-------- PROVIDED DATA

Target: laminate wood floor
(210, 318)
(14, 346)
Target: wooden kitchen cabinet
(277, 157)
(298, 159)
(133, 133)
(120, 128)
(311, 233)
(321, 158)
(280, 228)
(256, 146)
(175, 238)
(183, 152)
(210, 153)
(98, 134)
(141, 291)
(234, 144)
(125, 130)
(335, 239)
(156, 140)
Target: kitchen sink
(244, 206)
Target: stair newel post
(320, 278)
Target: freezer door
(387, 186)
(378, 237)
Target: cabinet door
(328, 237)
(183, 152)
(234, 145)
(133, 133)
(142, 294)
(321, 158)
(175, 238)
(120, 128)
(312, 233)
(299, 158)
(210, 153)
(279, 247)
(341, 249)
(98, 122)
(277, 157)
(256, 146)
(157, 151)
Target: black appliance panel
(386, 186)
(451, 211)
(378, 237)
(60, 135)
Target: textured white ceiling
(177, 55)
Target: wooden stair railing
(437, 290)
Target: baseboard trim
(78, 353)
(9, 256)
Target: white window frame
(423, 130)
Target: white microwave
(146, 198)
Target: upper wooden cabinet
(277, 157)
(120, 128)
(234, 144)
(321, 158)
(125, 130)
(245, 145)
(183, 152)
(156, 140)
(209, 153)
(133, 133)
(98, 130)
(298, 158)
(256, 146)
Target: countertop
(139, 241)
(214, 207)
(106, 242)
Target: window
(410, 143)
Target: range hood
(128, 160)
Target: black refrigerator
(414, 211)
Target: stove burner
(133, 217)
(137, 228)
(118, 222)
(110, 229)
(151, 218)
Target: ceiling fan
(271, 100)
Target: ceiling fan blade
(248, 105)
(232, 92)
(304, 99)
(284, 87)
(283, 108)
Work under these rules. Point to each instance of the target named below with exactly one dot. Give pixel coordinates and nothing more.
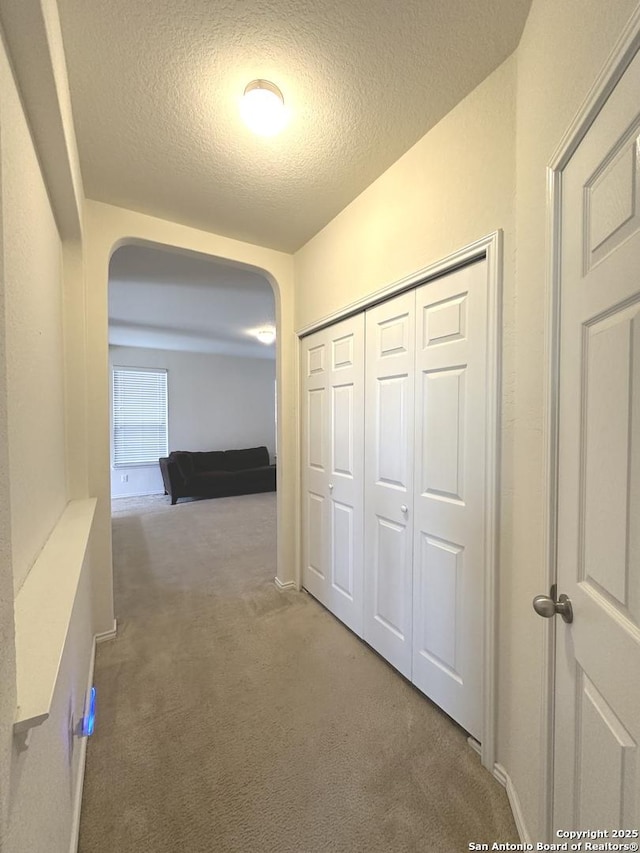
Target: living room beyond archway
(192, 365)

----------------

AIM OF THE EXERCISE -
Output nothing but the lines from the line with "Target: range hood" through the last line of the material above, please, word for word and without the pictures.

EXERCISE RESPONSE -
Target: range hood
(128, 160)
Target: black refrigerator
(414, 211)
Target: stove burner
(133, 217)
(137, 228)
(118, 222)
(110, 229)
(151, 218)
Target: ceiling fan
(271, 100)
Target: ceiling fan blade
(248, 105)
(232, 92)
(304, 99)
(284, 87)
(283, 108)
Work under these rules. Point to each instance of the target named below with exactly one dot. Give pixel coordinates and nothing more.
Target: living room beyond archway
(192, 365)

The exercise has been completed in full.